BRANO DA LEGGERE:
________

Il telefono squilla: è un numero non presente in rubrica. Tentenno, temo di perdere un’occasione importante o una notizia urgente ma prende il sopravvento una strana forma di agitazione, come quando ci si trova in ascensore con uno sconosciuto e il tempo si congela nell’imbarazzo di convenevoli che vorremmo evitare.

Infine, la strategia: copio il numero e lo cerco su Google. Entro ufficialmente nel vortice di una ricerca affannosa e spesso improduttiva che sarebbe facilmente aggirabile cliccando su quel tasto verde e rispondendo un semplice: “Pronto, chi è?”.

Stessa situazione, fine anni Novanta. L’iconico telefono bianco della SIP strombazza alle ore 16:00 in punto. È un rito ed è la solita amica che ti travolge di domande e aneddoti succulenti sulla giornata scolastica, magari parlando sottovoce per non farsi sentire dal genitore timoroso. La risposta a quella telefonata è immediata: il mio collegamento con il mondo esterno è tutto in quella cornetta e quando la telefonata non è per me, un velo di dispiacere mi oscura il viso.

Due epoche diverse e la stessa persona: io, noi, tutti. Si, perché secondo una ricerca pubblicata dal Times un giovane su 4 tra i 18 e i 34 anni risponde poco o malvolentieri alle telefonate preferendo scambi più agevoli come i messaggi su whatsapp o note vocali (il 37%). Circa il 70% degli intervistati ha spiegato di provare addirittura ansia e fastidio nel dover portare avanti una conversazione a voce, soprattutto quando non si conosce l’interlocutore e che questo genere di contatto sia collegato a notizie spiacevoli o tendenzialmente negative. Altrimenti, perché non mandare un semplice whatsappino?

________

COSA FARE: Scrivi il seguito del brano sull'ansia da telefonata, a partire dall'ultima frase.

________

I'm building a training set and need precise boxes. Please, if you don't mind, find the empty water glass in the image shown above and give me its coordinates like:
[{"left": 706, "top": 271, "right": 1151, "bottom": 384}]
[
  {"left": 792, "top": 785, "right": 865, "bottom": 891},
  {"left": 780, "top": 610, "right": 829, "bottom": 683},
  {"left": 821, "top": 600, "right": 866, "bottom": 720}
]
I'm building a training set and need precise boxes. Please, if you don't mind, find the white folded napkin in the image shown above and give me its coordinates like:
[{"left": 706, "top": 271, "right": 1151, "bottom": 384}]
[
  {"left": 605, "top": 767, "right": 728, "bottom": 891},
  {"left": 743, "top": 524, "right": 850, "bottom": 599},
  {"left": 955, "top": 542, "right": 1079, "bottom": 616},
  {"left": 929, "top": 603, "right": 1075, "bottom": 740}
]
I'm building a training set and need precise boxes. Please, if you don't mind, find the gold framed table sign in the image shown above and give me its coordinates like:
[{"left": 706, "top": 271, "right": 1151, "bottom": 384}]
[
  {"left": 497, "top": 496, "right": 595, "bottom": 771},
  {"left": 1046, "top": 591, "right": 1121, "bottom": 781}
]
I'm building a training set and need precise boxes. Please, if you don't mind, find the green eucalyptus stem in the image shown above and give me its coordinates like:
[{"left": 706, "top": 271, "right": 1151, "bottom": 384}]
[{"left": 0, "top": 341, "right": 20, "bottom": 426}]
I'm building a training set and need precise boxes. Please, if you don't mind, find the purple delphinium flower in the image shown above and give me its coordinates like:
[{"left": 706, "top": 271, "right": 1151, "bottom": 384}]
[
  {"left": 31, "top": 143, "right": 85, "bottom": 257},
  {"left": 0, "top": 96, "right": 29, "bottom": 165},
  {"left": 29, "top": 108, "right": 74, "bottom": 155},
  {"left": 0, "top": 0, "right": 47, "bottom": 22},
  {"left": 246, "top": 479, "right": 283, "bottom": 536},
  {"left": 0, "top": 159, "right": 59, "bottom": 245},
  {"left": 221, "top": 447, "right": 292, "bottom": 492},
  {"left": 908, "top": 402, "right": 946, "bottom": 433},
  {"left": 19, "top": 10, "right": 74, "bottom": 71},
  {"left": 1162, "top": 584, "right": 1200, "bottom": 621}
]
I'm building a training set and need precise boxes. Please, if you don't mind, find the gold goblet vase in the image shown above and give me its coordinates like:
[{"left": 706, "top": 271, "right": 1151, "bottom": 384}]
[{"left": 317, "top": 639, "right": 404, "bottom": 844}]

________

LA TUA RISPOSTA:
Il problema è quello del contatto, anche se soltanto telefonico, perché devono adeguarsi all’altro e saper usare le regole del dialogo” ha spiegato in un’intervista Massimo Ammaniti, psicoanalista e professore onorario di Psicopatologia dello sviluppo presso la facoltà di Medicina e Psicologia della Sapienza, a Roma.

L’idea di forme mediate di comunicazione in cui il tempo e il modo di rispondere è deciso in autonomia e a debita distanza farebbe sentire meglio i giovani d’oggi. Tutto questo, favorito dal Covid (già, ancora lui) ma anche da una graduale disimpegno dei genitori nell’abituare sin dalla tenera età i propri figli a sapere dialogare con gli altri, tenendosi stretta questa peculiarità miracolosa che ci rende diversi dal mondo animale.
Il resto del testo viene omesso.